• What to produce:
So that the copy stays text only, transcribe the data below exactly and exclude the images.

[Image point grounding data]
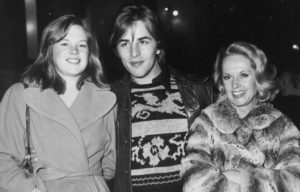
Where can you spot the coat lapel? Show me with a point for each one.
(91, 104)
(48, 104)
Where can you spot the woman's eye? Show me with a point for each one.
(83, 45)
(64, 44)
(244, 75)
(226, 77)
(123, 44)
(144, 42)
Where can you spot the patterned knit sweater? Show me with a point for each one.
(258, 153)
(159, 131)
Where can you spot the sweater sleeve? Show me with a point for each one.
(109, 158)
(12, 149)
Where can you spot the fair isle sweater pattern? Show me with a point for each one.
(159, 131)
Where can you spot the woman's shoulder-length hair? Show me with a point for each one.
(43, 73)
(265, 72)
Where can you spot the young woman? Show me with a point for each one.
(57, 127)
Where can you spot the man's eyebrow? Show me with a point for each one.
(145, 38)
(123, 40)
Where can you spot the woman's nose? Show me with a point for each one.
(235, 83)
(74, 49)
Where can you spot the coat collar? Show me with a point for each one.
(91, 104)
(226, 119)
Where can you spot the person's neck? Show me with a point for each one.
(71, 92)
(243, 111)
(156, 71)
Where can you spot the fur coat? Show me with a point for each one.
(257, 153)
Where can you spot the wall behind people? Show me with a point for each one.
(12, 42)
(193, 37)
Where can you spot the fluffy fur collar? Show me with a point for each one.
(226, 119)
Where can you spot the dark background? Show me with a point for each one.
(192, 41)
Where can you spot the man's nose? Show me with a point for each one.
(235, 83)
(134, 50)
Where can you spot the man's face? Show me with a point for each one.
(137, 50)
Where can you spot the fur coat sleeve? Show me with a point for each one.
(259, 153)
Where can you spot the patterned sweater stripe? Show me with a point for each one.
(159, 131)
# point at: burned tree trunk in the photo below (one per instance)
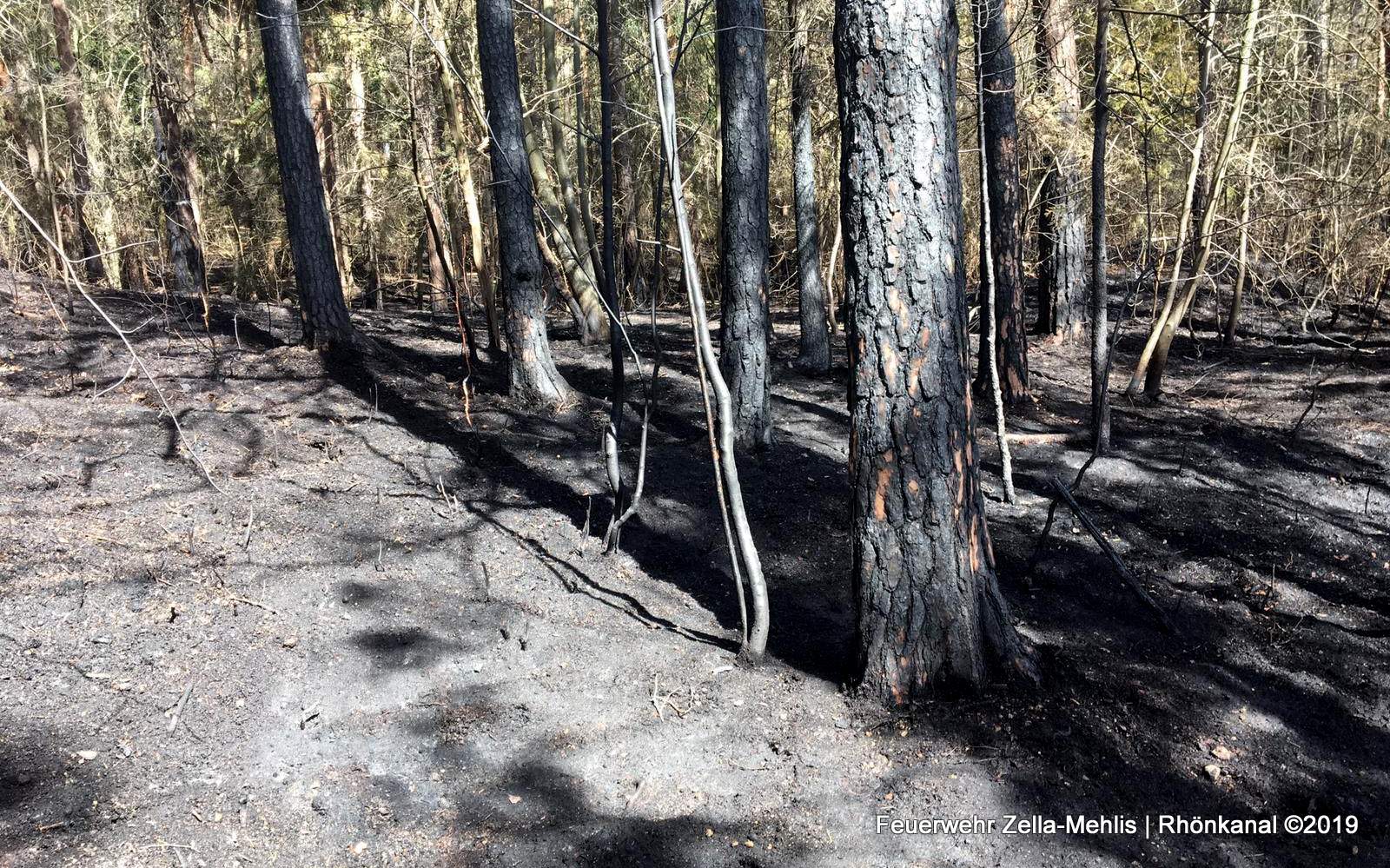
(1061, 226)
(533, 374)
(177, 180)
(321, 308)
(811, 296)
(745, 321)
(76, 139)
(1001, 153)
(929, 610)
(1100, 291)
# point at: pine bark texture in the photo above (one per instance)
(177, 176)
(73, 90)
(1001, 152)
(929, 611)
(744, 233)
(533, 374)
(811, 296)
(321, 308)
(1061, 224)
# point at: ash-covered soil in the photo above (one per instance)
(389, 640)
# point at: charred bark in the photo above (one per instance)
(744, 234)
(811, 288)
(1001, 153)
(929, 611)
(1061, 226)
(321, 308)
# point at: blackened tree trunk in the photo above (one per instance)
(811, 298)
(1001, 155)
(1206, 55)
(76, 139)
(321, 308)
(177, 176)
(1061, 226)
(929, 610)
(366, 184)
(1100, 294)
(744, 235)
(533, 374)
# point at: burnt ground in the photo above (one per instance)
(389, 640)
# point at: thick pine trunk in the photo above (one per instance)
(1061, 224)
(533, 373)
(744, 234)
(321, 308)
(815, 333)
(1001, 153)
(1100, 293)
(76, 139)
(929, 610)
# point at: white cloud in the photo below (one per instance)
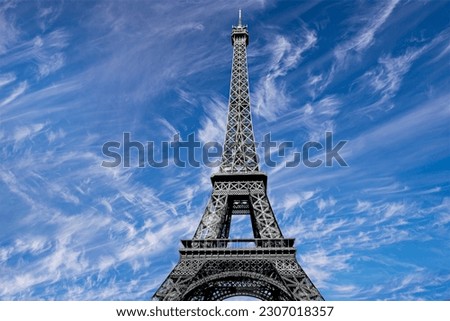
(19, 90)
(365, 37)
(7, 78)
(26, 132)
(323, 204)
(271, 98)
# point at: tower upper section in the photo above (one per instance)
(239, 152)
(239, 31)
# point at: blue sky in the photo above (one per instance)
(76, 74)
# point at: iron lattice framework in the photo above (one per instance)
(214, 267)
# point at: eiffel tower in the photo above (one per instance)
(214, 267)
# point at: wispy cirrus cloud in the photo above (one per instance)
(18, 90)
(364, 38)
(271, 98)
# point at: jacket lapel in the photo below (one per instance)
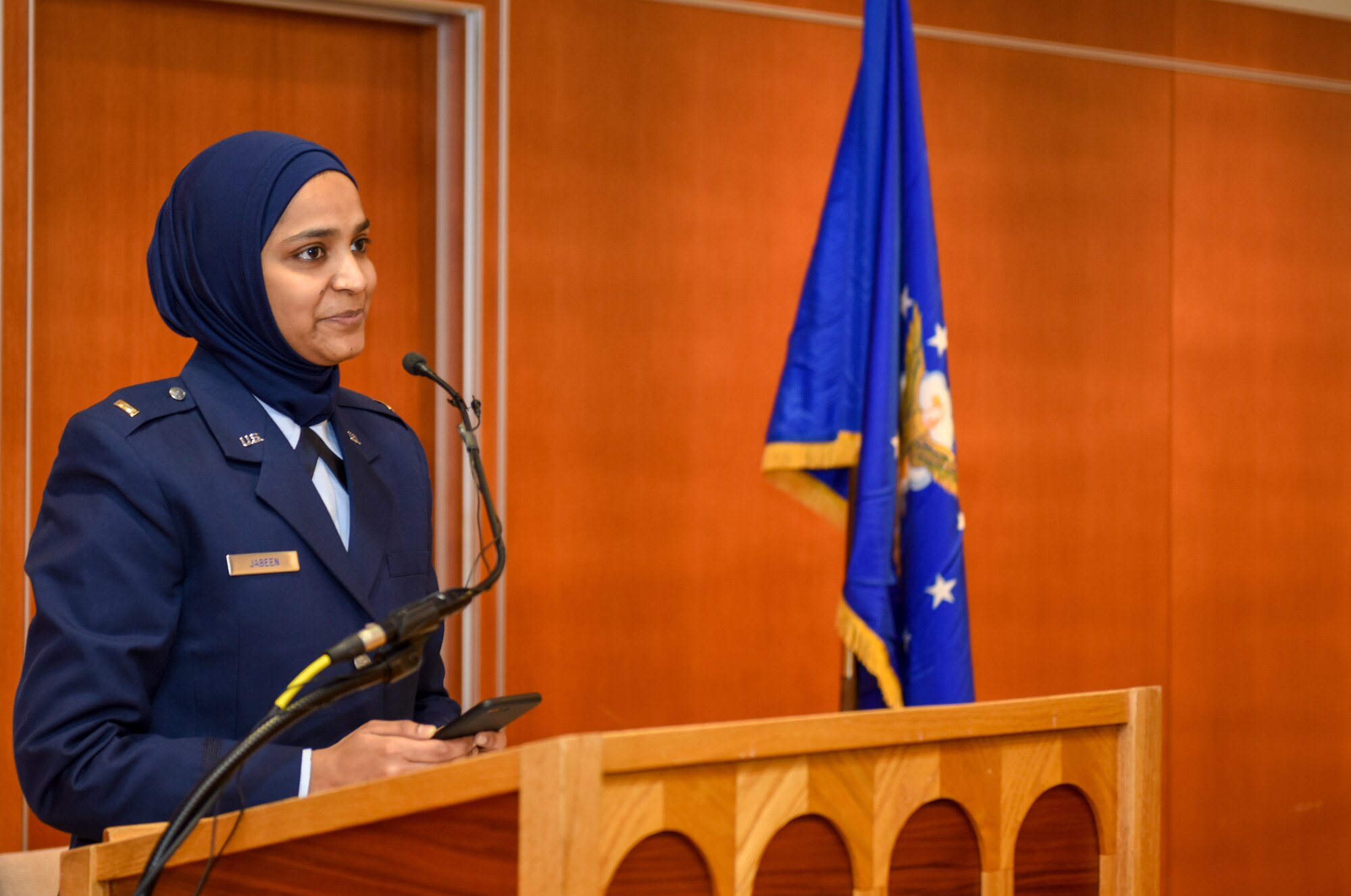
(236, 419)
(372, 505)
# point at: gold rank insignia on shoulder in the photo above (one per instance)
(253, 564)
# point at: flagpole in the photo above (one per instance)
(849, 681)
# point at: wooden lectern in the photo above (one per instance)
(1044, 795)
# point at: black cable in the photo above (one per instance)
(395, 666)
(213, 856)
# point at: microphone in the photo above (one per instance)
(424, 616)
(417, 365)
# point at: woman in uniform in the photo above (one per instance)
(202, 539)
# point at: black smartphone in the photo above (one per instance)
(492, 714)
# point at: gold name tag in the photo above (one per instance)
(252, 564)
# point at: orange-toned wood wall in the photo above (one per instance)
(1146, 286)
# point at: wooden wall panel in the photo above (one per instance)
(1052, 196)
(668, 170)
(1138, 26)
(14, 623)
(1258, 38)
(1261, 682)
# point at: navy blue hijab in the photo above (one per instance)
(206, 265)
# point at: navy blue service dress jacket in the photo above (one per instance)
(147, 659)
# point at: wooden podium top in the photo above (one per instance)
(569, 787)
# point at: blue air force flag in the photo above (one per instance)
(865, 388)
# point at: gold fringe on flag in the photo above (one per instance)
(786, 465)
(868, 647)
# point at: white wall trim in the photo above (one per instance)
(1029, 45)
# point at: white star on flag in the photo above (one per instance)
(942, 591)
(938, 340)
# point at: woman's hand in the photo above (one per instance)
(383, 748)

• Response area:
Where can you spot the coat lapel? Show me with a point for each one.
(91, 104)
(48, 104)
Where can you spot the woman's eye? Show me with a point for each one.
(83, 45)
(64, 44)
(244, 75)
(226, 77)
(123, 44)
(144, 42)
Where can you spot the patterned knit sweater? Show me with a point for each one.
(258, 153)
(159, 131)
Where can you spot the sweater sleeve? Show me with a point for each one.
(109, 158)
(12, 149)
Where can you spot the fair isle sweater pattern? Show me with a point for each one.
(159, 131)
Where can you spot the woman's shoulder-length hair? Show me with a point for each one.
(43, 73)
(265, 72)
Where can you spot the young woman? Show me with a point for each one.
(57, 127)
Where can you spot the man's eyebrow? Show me with a point for each one.
(145, 38)
(123, 40)
Where can you spot the woman's nose? Show me with a point for each one.
(235, 83)
(74, 49)
Where can you spot the coat collar? Show me with a point for each one.
(91, 104)
(226, 119)
Where can you spot the person's neck? Show me with a point for each one.
(71, 92)
(243, 111)
(156, 71)
Where can you spot the fur coat? Show me with a point for each one.
(257, 153)
Where can you spot the wall behind people? Show me with a point for each one.
(12, 42)
(193, 37)
Where can you spot the fluffy fur collar? Show me with a point for each one.
(226, 119)
Where can you spot the dark background? Show me with a point for each one.
(192, 41)
Where can you spot the man's nose? Show me with a point for each one.
(235, 83)
(134, 50)
Where can you spot the man's face? Show me with a point for each one.
(137, 50)
Where can you spot the fur coat sleeve? Show me with a point for each one.
(259, 153)
Where can you spot the patterned sweater stripe? Show me with a point for each one.
(159, 131)
# point at: burned tree trunk in the photo below (one per instance)
(1061, 226)
(533, 374)
(177, 180)
(321, 308)
(811, 296)
(745, 321)
(76, 139)
(1001, 153)
(929, 610)
(1100, 291)
# point at: pine bark texture in the photo above (one per instance)
(177, 176)
(73, 90)
(1001, 152)
(929, 611)
(744, 233)
(533, 374)
(811, 296)
(321, 308)
(1061, 224)
# point at: ash-covered soil in the photo above (one per instance)
(389, 640)
# point at: charred bark in the photo above (one per instance)
(744, 234)
(811, 288)
(1001, 153)
(929, 611)
(1061, 226)
(321, 308)
# point at: blackened tree trunk in the photo above (one per instance)
(811, 298)
(1001, 155)
(1206, 55)
(76, 139)
(321, 308)
(177, 176)
(1061, 226)
(929, 610)
(366, 184)
(1100, 294)
(744, 235)
(533, 374)
# point at: burnt ground in the photo above (one per instance)
(389, 640)
# point at: thick pine trunk in the photo above (one per instance)
(1061, 224)
(533, 373)
(744, 234)
(321, 308)
(815, 333)
(1001, 153)
(1100, 293)
(76, 139)
(929, 610)
# point at: white cloud in the photo below (one per instance)
(19, 90)
(365, 37)
(7, 78)
(26, 132)
(323, 204)
(271, 98)
# point at: tower upper section in the photo above (one per instance)
(239, 152)
(239, 31)
# point at: blue sky in the photo above (one per instance)
(76, 74)
# point at: iron lattice framework in the photo above (one per instance)
(214, 267)
# point at: eiffel tower in the photo above (one per instance)
(214, 267)
# point at: wispy cirrus cloud in the photo above (one per instance)
(18, 90)
(364, 38)
(271, 98)
# point at: jacket lapel in the photo below (one per instance)
(236, 419)
(372, 505)
# point at: gold rank insignia on shoulder in the photo above (one per instance)
(253, 564)
# point at: flagpole in the photo above (one per instance)
(849, 681)
# point at: wooden lectern in the photo above (one per instance)
(1044, 795)
# point at: black cable in the photo above (one per instance)
(395, 666)
(213, 856)
# point at: microphone in the photo above (one per instance)
(424, 616)
(417, 365)
# point at: woman in uniform in the photo above (one per instance)
(202, 539)
# point at: black smartphone in the photo above (one per instance)
(492, 714)
# point at: gold name tag in the photo above (one per instance)
(252, 564)
# point at: orange-toned wood wall in the photo above (one per instance)
(1146, 286)
# point at: wooden wall panel in the photo above (one per instance)
(1052, 196)
(668, 170)
(1138, 26)
(14, 623)
(1258, 38)
(1261, 682)
# point at: navy blue hijab in the photo above (one per instance)
(206, 265)
# point at: navy blue service dress jacket in the photo above (one per instance)
(147, 659)
# point at: wooden podium top in the photo above (one per instance)
(569, 787)
# point at: blue air force flag in the photo above (one per instance)
(865, 388)
# point at: gold fringe on flag in the photo above (one per instance)
(786, 465)
(868, 647)
# point at: white wall trim in the photo above (one per instance)
(1029, 45)
# point at: white star on flag in the photo above (one per instance)
(942, 591)
(938, 340)
# point at: woman's hand in the photo above (one per instance)
(383, 748)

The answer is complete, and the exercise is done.